What is required: Present the lines below as a numbered list, leaving out the blank lines.

Supplied entries:
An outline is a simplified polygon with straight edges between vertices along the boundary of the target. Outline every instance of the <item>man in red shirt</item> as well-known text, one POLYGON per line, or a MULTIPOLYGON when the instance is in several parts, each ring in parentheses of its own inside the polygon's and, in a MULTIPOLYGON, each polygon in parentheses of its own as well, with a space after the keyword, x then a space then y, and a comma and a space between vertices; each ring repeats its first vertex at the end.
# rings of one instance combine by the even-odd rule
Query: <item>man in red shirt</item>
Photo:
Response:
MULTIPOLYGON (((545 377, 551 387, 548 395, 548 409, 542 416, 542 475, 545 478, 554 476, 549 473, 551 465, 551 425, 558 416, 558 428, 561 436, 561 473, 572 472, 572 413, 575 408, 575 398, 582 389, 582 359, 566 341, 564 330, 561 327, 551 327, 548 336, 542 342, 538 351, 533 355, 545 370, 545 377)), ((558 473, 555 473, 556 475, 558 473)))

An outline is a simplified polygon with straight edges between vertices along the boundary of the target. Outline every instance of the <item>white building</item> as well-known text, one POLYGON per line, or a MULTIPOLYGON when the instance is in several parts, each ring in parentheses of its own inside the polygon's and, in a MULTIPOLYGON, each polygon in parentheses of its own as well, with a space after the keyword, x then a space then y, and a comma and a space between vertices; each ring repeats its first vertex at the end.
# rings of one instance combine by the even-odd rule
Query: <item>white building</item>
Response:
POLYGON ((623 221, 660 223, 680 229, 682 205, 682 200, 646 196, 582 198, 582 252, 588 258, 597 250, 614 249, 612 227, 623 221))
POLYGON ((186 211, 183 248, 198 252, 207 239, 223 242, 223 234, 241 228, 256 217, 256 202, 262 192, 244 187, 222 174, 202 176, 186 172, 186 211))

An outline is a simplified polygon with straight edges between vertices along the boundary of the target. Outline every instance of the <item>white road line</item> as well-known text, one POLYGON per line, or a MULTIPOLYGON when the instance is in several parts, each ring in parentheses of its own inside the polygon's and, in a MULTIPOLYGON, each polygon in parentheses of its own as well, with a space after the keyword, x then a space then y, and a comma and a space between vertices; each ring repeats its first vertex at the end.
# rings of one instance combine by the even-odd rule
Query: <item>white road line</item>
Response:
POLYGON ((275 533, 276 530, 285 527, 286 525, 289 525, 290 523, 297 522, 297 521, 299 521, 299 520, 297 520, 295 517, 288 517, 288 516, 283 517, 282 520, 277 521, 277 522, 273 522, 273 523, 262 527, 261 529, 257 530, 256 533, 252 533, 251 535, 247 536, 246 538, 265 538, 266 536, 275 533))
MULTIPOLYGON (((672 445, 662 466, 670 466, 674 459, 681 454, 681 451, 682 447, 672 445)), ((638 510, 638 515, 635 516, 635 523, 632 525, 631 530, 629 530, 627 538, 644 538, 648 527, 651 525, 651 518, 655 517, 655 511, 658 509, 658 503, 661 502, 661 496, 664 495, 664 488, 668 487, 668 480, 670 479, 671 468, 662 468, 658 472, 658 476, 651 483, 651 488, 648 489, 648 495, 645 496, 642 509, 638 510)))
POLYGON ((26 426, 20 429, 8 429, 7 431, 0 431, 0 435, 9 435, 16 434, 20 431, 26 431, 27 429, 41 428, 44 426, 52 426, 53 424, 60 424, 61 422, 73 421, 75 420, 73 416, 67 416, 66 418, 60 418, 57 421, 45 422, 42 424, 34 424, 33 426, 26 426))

Final answer:
1. An outline is a simplified polygon with straight edges between vertices along the boundary of the target. Outline every instance of the <item>man in red shirt</item> as well-known text, one POLYGON per line, or a MULTIPOLYGON when the instance is in several parts, each ring in parentheses of its own inside the polygon's and, in a MULTIPOLYGON, each polygon in parentheses of its own as well, with a space after the keyword, x then a space then y, and a comma and a space between vertices; each ring repeats its first vertex at the end.
2. # rings of one instance combine by the even-odd rule
3. Query: <item>man in red shirt</item>
4. Photo:
5. Response:
6. MULTIPOLYGON (((545 377, 551 387, 548 395, 548 409, 542 416, 542 475, 545 478, 554 476, 549 473, 551 465, 551 425, 558 416, 558 428, 561 436, 561 473, 572 472, 572 413, 575 408, 575 398, 582 389, 582 359, 566 341, 564 330, 561 327, 551 327, 548 336, 542 342, 538 351, 533 355, 545 370, 545 377)), ((558 473, 555 473, 556 475, 558 473)))
7. An outline is a simplified polygon with straight edges between vertices along the boundary of the target. Outline every instance of the <item>white building</item> as well-known text, one POLYGON per line, or a MULTIPOLYGON when the instance is in several parts, each ring in parentheses of its own inside the polygon's and, in a MULTIPOLYGON, each polygon in parentheses of its own as well, with a space after the keyword, x then a space then y, and a comma and a space between vertices; each ring repeats its first vertex at the end.
8. # rings of one instance combine by the even-odd rule
9. Query: <item>white building</item>
10. Response:
11. POLYGON ((623 221, 660 223, 680 229, 682 205, 682 200, 646 196, 582 198, 582 252, 588 258, 597 250, 614 249, 612 227, 623 221))
12. POLYGON ((186 211, 183 248, 198 252, 207 239, 223 242, 223 234, 241 228, 256 217, 256 202, 262 192, 244 187, 222 174, 202 176, 186 172, 186 211))
13. An outline is a simplified polygon with straight edges between vertices along the boundary of the target. Outline every instance of the <item>white road line</item> as well-known text, one POLYGON per line, or a MULTIPOLYGON when the instance is in several parts, each ring in parentheses of its own inside the polygon's and, in a MULTIPOLYGON, each polygon in parentheses of its own as well, with a space after the keyword, x then a space then y, and a comma and a space between vertices; each ring repeats its first vertex at the end.
14. # rings of one instance combine by the even-odd rule
15. Query: <item>white road line</item>
16. Response:
17. POLYGON ((275 533, 276 530, 285 527, 286 525, 289 525, 290 523, 297 522, 297 521, 299 521, 299 520, 297 520, 295 517, 288 517, 288 516, 283 517, 282 520, 277 521, 277 522, 273 522, 273 523, 262 527, 261 529, 257 530, 256 533, 252 533, 251 535, 247 536, 246 538, 265 538, 266 536, 275 533))
18. MULTIPOLYGON (((672 445, 662 466, 670 466, 674 459, 681 454, 681 451, 682 447, 672 445)), ((638 510, 638 515, 635 516, 635 523, 632 525, 631 530, 629 530, 627 538, 644 538, 648 527, 651 525, 651 518, 655 517, 655 511, 658 509, 658 503, 661 502, 661 496, 664 495, 664 488, 668 487, 668 480, 670 479, 671 468, 662 468, 658 472, 658 476, 651 483, 651 488, 648 489, 648 495, 645 496, 642 509, 638 510)))
19. POLYGON ((26 426, 20 429, 8 429, 7 431, 0 431, 0 435, 9 435, 16 434, 20 431, 26 431, 27 429, 41 428, 44 426, 52 426, 53 424, 60 424, 61 422, 73 421, 75 420, 73 416, 67 416, 66 418, 60 418, 57 421, 45 422, 42 424, 34 424, 33 426, 26 426))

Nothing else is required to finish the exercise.